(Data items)
————————

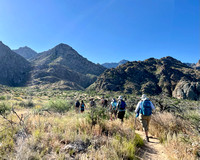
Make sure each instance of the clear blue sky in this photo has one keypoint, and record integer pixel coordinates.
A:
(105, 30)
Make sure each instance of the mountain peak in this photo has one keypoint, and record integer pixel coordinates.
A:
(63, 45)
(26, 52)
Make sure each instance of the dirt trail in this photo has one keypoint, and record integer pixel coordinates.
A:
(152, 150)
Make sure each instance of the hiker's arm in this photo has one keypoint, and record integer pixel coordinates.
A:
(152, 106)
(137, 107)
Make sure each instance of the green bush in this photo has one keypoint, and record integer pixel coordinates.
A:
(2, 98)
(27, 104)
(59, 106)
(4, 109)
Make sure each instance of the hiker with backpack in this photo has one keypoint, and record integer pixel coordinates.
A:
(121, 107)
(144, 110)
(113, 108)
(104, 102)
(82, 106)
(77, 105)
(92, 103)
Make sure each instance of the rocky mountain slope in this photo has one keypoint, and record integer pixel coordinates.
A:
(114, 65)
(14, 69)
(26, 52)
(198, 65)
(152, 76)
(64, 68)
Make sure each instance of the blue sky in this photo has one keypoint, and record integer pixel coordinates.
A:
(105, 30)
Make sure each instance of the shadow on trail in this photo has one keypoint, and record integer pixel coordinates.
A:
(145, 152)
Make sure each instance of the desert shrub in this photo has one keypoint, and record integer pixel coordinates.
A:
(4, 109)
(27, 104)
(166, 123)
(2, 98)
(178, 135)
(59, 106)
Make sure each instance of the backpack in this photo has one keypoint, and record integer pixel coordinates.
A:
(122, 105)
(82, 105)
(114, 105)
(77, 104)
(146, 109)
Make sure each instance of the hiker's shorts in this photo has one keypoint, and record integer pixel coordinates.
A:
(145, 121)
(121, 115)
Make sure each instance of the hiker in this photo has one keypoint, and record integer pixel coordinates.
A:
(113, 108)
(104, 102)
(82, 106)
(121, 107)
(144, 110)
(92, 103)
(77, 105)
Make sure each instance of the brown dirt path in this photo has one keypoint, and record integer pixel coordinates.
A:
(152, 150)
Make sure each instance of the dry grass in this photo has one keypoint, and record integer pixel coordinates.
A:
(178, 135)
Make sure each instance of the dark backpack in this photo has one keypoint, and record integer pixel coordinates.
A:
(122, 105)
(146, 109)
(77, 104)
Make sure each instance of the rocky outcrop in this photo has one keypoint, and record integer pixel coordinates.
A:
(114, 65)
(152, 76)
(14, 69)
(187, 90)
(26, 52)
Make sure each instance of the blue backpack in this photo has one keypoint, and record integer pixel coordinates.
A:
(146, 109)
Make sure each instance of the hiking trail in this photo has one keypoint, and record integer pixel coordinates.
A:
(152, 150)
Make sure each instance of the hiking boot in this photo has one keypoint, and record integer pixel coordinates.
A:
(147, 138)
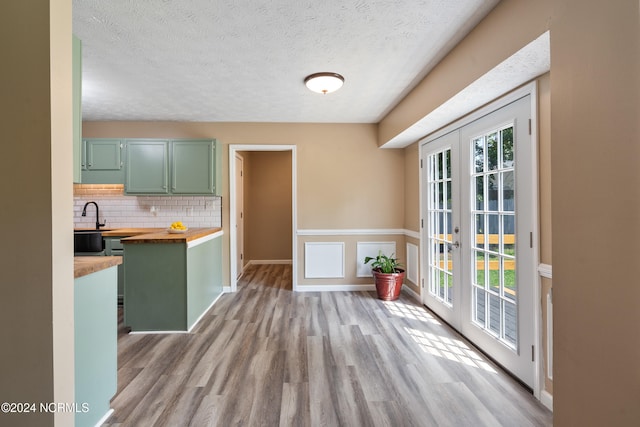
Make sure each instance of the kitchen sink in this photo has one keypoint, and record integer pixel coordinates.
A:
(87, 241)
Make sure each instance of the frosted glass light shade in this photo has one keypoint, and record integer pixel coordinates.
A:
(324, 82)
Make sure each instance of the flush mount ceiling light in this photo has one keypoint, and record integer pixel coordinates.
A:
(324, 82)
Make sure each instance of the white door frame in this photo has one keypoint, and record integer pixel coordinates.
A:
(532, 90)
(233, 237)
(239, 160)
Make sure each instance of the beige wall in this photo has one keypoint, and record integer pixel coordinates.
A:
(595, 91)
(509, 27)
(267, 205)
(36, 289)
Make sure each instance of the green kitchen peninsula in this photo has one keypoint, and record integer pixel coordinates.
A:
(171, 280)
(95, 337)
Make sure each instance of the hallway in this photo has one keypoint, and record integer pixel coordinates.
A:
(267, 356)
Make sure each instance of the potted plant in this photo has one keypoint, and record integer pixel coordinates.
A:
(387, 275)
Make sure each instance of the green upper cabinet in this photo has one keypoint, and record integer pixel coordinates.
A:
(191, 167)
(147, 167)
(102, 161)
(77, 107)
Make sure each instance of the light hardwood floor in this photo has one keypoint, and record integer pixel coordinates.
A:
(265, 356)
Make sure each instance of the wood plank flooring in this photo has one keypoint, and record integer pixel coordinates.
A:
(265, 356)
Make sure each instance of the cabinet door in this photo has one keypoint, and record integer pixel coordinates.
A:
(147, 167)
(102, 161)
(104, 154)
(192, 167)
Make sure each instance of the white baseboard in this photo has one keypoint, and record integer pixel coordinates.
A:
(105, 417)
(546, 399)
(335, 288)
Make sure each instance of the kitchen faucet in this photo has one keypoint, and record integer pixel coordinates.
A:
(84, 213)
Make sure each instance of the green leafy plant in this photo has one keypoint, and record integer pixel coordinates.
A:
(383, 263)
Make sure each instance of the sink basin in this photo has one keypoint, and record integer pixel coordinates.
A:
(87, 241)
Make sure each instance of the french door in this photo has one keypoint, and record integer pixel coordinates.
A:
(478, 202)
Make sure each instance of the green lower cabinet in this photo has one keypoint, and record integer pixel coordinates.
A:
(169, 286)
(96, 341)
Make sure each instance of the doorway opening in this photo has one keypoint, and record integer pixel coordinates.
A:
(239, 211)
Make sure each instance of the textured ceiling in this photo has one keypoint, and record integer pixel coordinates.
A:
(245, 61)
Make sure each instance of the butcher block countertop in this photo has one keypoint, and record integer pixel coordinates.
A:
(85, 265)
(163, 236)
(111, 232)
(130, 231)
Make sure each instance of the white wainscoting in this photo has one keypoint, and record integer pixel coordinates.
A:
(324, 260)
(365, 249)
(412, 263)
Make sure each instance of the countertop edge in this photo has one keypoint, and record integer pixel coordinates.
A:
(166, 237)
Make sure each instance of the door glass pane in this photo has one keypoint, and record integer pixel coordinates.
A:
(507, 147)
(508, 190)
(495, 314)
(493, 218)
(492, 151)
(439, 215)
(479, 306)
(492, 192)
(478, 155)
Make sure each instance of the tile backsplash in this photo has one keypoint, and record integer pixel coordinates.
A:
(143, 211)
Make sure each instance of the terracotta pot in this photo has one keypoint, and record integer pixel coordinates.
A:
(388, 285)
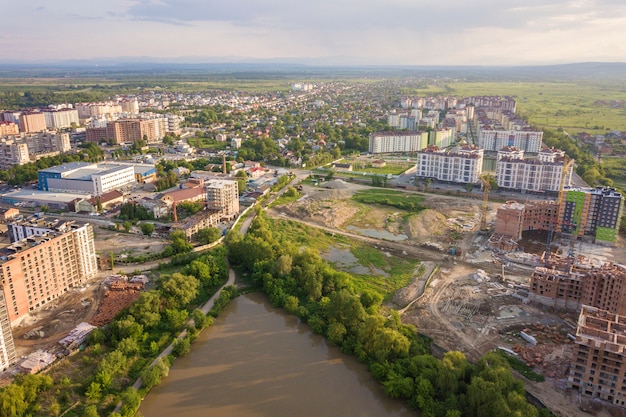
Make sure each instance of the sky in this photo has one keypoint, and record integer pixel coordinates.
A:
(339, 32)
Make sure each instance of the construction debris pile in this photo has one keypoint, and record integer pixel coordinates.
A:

————————

• Problem to solve: What is needed is every entry above, repeated exactly, with the pictures dropped.

• Task solution:
Make sure each instance of the clear blue sky in this photo has one keypoint, and record integer pixel coordinates.
A:
(105, 30)
Make sure each instance of the mountain peak in this photo has one keypoint, and record integer pixel coordinates.
A:
(63, 45)
(26, 52)
Make sure each instance of the dirt trail in this photo has one keypoint, and record integer pixel coordinates.
A:
(152, 150)
Make sure each instance of the hiker's arm in this photo has one keypoint, and record integer pixel coordinates.
A:
(152, 106)
(137, 107)
Make sure each instance of the green bush in this photo has one keypoint, and record integer pixel coordinates.
A:
(2, 98)
(27, 104)
(59, 106)
(4, 109)
Make sure each instance of the hiker with backpack in this photo has one keypoint, and record integer pixel coordinates.
A:
(121, 107)
(144, 110)
(113, 108)
(104, 102)
(82, 106)
(77, 105)
(92, 103)
Make sure each instance of the rocky mountain slope in this photo has one keypoint, and record integer pixel coordinates.
A:
(114, 65)
(14, 69)
(26, 52)
(198, 65)
(152, 76)
(64, 68)
Make sure each instance of the blue sky in this photo has one keypoint, and record integer pixel coordinates.
A:
(105, 30)
Make sure each instance of the shadow on trail in this photo has one keypoint, and record integer pixel coordinates.
A:
(145, 152)
Make sure each instance of the desert shrub in this photo has one keypoint, and record integer pixel coordinates.
A:
(4, 109)
(27, 104)
(166, 123)
(2, 98)
(178, 135)
(59, 106)
Make sure each instance of the backpack in this photo has one keypoint, and record integer pixel coordinates.
A:
(122, 105)
(82, 105)
(114, 105)
(77, 104)
(146, 109)
Make sure each instance of the hiker's shorts in this photo has one keypoint, and record integer pixel coordinates.
A:
(145, 121)
(121, 115)
Make sure each instance of the hiker in this photo has one keypoint, and record integer pixel coordinates.
A:
(113, 108)
(104, 102)
(82, 106)
(121, 107)
(144, 110)
(92, 103)
(77, 105)
Make sure each instance of the brown dirt path in this photo has one keypoint, and record integer pixel coordinates.
A:
(152, 150)
Make sure each instance of the dry grass in this photo has one keypoint, and record integer pixel coordinates.
A:
(178, 135)
Make sure each instance of the dark backpack in this photo has one keypoint, and record integer pixel coordinates.
A:
(122, 105)
(146, 109)
(77, 104)
Make sure each instance of the rocky outcrop in this photo has one keypoint, and record integer pixel coordinates.
A:
(114, 65)
(152, 76)
(14, 69)
(187, 90)
(26, 52)
Make sure each instance of the blue backpack in this photo has one keypoint, and record integer pixel coordinates.
A:
(146, 109)
Make sure each instance of the hiking trail in this photo has one keypoint, and record integer pixel coordinates.
A:
(152, 150)
Make sure each instance of the hiking boot in this photo has one keypoint, and record integer pixel coordinates.
A:
(147, 138)
Make sure each instance of the kitchen sink in this photo has one keypoint, and record integer pixel coordinates.
A:
(87, 241)
Make sure each instance of the frosted glass light shade in this photo has one keypoint, and record integer pixel coordinates.
A:
(324, 82)
Make sure each instance of the flush mount ceiling light in this photo has one keypoint, and record integer pixel coordinates.
A:
(324, 82)
Make sure each instance of the white door frame in this photo has one keypoint, and record integer pixel coordinates.
A:
(532, 90)
(233, 237)
(239, 160)
Make sure each instance of the beige wall in this photo has one keypoint, and record integer pixel coordinates.
A:
(595, 91)
(509, 27)
(267, 205)
(36, 289)
Make sure each instance of the green kitchen peninsula in this photo has one keypoint, and record integer pixel coordinates.
A:
(171, 280)
(95, 337)
Make sure each instance of the hallway in this photo has one keypoint, and record integer pixel coordinates.
A:
(267, 356)
Make sure each instance of the potted plant in this photo has one keypoint, and record integer pixel coordinates.
A:
(387, 275)
Make sure each instance of the green upper cabinet in this photo has one keypoint, and record integer pixel coordinates.
A:
(191, 167)
(147, 167)
(102, 161)
(77, 107)
Make sure each instance of the light hardwood floor in this photo has one keypoint, and record integer pixel coordinates.
A:
(265, 356)
Make sure each instance of the wood plank flooring in this photo has one keypoint, and record integer pixel coordinates.
A:
(265, 356)
Make sure each instance of the cabinet door in this photo has one keypoint, and record integer pixel coordinates.
A:
(147, 167)
(102, 161)
(104, 154)
(192, 167)
Make sure each instance of the white baseboard in this photo has one keypoint, and record integer pixel coordinates.
A:
(105, 417)
(546, 399)
(335, 288)
Make sure each instance of the kitchen faucet in this photo has one keypoint, and record integer pixel coordinates.
A:
(84, 213)
Make sure each instance of the green leafy plant in this photo has one keypoint, and record integer pixel coordinates.
A:
(383, 263)
Make sure each instance of the sink basin in this photo has one keypoint, and record integer pixel coordinates.
A:
(87, 241)
Make sure each instance of the french door in this photo has one keypoint, and record integer pixel coordinates.
A:
(478, 202)
Make sure each instance of the green lower cabinet in this photo has one keypoint, and record integer pixel coordinates.
A:
(169, 286)
(96, 341)
Make sure each instance of the doorway opening in this photo has one keypoint, and record integer pixel coordinates.
A:
(239, 211)
Make sure each instance of the textured ceiling in this photo has one keypoint, and record integer pixel coordinates.
A:
(245, 61)
Make sure each instance of the butcher block countertop in this photo has one keypoint, and record integer pixel coordinates.
A:
(85, 265)
(163, 236)
(111, 232)
(130, 231)
Make sure each instance of the white wainscoting in this photo has one keypoint, and record integer pixel coordinates.
A:
(324, 260)
(365, 249)
(412, 263)
Make sure each instance of the countertop edge in this photo has one keypoint, and record integer pixel coordinates.
A:
(166, 237)
Make sure each instance of the door glass pane in this photo has one keypoint, and record integer pixel coordinates.
A:
(507, 147)
(508, 190)
(495, 314)
(493, 218)
(492, 151)
(439, 215)
(479, 306)
(492, 192)
(478, 155)
Make sure each instance of the tile backsplash in this photo has one keypoint, and record integer pixel coordinates.
A:
(143, 211)
Make sure each instance of the terracotta pot in this photo has one keypoint, and record integer pixel coordinates.
A:
(388, 285)
Make sure each instance of the sky in this photo has one keypoint, and record integer pixel coordinates.
A:
(339, 32)
Make sure each instance of the construction debris pile in this photo has one keypoint, and record integer pixel coordinates.
A:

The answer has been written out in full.